Start DOCUMENT TEXT

Sunday, October 26, 2008

Sorting through my Stuff

The days are ticking by and I am realizing that I don't have too much time until I've got to be down south. And I have a lot of stuff. Too much, most likely. Which, of course, makes me feel guilty and frivolous. Meanwhile, Mom's on the phone telling me not to get rid of anything until I run it past her (and my Dad's behind her grumbling that they need less stuff, not more and he better not be seeing any of my stuff coming their way.)

One of the issues I have is that I'm moving in stages. I'm first going down for a week and a half and staying in a hotel. Then to an apartment, and, eventually, to permanent digs. As I sort through things, I have to decide if it's worth keeping (which is the easy part). Then, I have to determine when I will need it. Will I need it in the future apartment? Can I put it away for an unknown amount of time? And if I can put it away that long, maybe I should get rid of it. 

Unfortunately, making these kind of choices has somewhat paralyzed me during this process. I head towards a closet, full of energy, ready to sort, dragging everything out. And then I start. Am I going to need this in the next few weeks? Next few months? Ever again? Sure, I haven't worn it in 6 months, but I kind of forgot about it. It's kind of cute. And I've lost a little weight since I last wore it... Of course, logic like that is why I have so much crap in the first place.

It's not just clothes. I've got plenty of other, well, just stuff. Notebooks, little stuffed animals, toys the kids may or may not ever be interested in playing with, keychains, computer stuff, resume paper (how quaint!), instruction books to things I may or may not still have around. Most of it is at least potentially useful, but I think it is the volume that's the issue. Having a notebook or two around is a good idea, but I probably have 20, in various sizes. Will I ever need 20 notebooks? How did this happen? (In all fairness, some of them were free, so that's a bit of an excuse.) And then there's the guilt of deciding to get rid of something that I bought years ago but never used. "But, it's brand new!" screams the voice in my head. So wasteful, but how many times can I move an unused item?

And my books. Good Lord, the volume of books I have around the house. It occurs to me that books are my primary clutter. I've got them scattered around the various rooms in the house, piles in the guest rooms, next to my bed, somewhat organized in the study, bags of them in the basement. It's a problem. I've done a pretty good job of keeping the textbooks down to a minimum (well, they're really heavy), but the other books... How do I get rid of my guide to France from 1994? I can't just get rid of books. It's so wrong. I need to know that they may be used by someone else.

End DOCUMENT TEXT

WHAT NEEDS TO BE DONE>
Answer these questions from the blog post about sorting belongings before a move:
(a) How long will the writer first stay down south, and where?
(b) About how many notebooks does the writer say they probably have?
(c) What does the writer call their primary clutter?
The records that come next are separate material with no connection to the blog post above.

Start LISTED ENTRIES

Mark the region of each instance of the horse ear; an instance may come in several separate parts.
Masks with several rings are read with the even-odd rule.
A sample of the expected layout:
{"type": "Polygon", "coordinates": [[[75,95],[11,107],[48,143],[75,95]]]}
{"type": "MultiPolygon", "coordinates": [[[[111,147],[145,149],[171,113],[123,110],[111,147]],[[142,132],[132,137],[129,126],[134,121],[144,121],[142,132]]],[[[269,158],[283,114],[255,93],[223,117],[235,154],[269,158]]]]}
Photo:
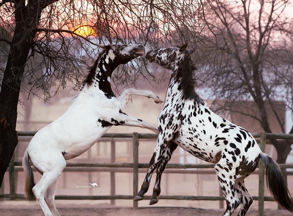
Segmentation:
{"type": "Polygon", "coordinates": [[[106,46],[105,46],[104,45],[102,45],[102,44],[98,44],[98,46],[101,48],[101,49],[102,49],[103,50],[105,50],[105,49],[106,49],[106,46]]]}
{"type": "Polygon", "coordinates": [[[187,44],[183,44],[179,48],[179,51],[182,52],[186,49],[186,47],[187,47],[187,44]]]}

End LISTED ENTRIES

EXPECTED ANSWER>
(a) A week and a half, in a hotel.
(b) About 20.
(c) Books.